Named object pointing records:
+++
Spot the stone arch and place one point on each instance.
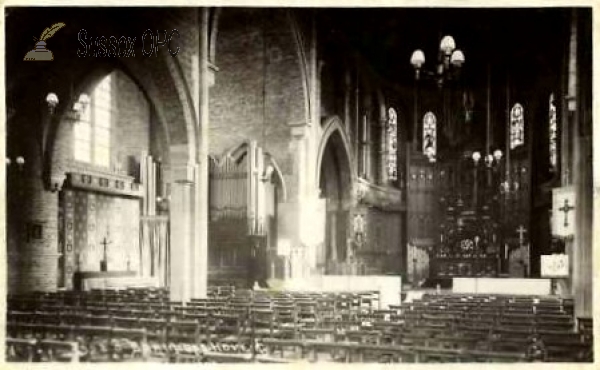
(171, 104)
(334, 128)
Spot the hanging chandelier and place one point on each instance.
(450, 60)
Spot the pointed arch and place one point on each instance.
(332, 128)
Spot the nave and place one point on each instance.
(291, 187)
(283, 327)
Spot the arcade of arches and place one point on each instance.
(279, 145)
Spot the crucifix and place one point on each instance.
(521, 231)
(105, 242)
(566, 208)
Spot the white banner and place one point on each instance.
(555, 265)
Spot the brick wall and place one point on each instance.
(32, 259)
(258, 89)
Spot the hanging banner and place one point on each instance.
(555, 265)
(563, 211)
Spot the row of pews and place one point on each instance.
(261, 326)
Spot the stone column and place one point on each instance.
(182, 232)
(199, 270)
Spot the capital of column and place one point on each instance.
(212, 72)
(183, 173)
(299, 129)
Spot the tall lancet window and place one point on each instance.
(430, 135)
(517, 126)
(92, 130)
(392, 144)
(553, 134)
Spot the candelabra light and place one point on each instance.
+++
> STATED GOAL
Rewrite every line of the records above, requests included, multiplying each point coordinate by 2.05 and rounding it to the nearest whole number, with halves rounded up. Omit the picture from your answer.

> OUTPUT BELOW
Spot the stone arch and place one point on each instance.
(351, 213)
(685, 262)
Spot the hanging chandelier and place one point on each instance.
(923, 123)
Spot the pointed arch and place one point on each instance.
(681, 262)
Spot the nave and place one point on each instance.
(597, 383)
(580, 670)
Spot the arcade of arches and place one point on each instance.
(572, 297)
Spot the crucifix and place one point on each instance.
(1068, 474)
(215, 496)
(1160, 426)
Spot the white banner and place one point on each instance.
(1138, 543)
Spot the brick wall and place one point on each instance.
(66, 531)
(529, 182)
Spot the hanging banner and place one point on each instance.
(1138, 543)
(1154, 433)
Spot the row of pews and place one point on each instance.
(535, 668)
Spot the stone column and place one point on each instance.
(373, 476)
(408, 554)
Spot the capital of column and place one point on each instance.
(435, 148)
(375, 355)
(613, 264)
Spot the tall lancet window and place one point on each instance.
(882, 277)
(1060, 258)
(189, 267)
(804, 295)
(1134, 275)
Spot the candelabra light and place one point on each instance.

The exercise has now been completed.